#### [WORK REQUEST]
The records below are to be set down again exactly, with the pictures left out.
── INPUT DATA ──
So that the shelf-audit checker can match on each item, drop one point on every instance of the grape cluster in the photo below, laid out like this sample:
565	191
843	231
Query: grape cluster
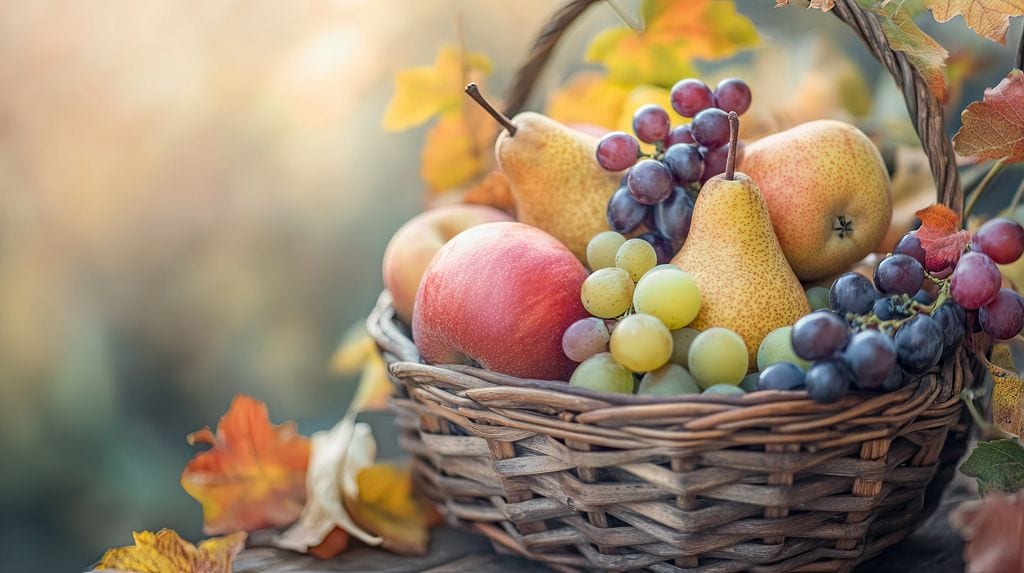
657	189
876	334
───
#### [RESPONSE]
So that the shelf-audit checker can match on each item, drop one point on every instance of the grape cluster in the photo below, laid out like this sample:
565	191
843	231
Query: grape cluster
657	189
876	334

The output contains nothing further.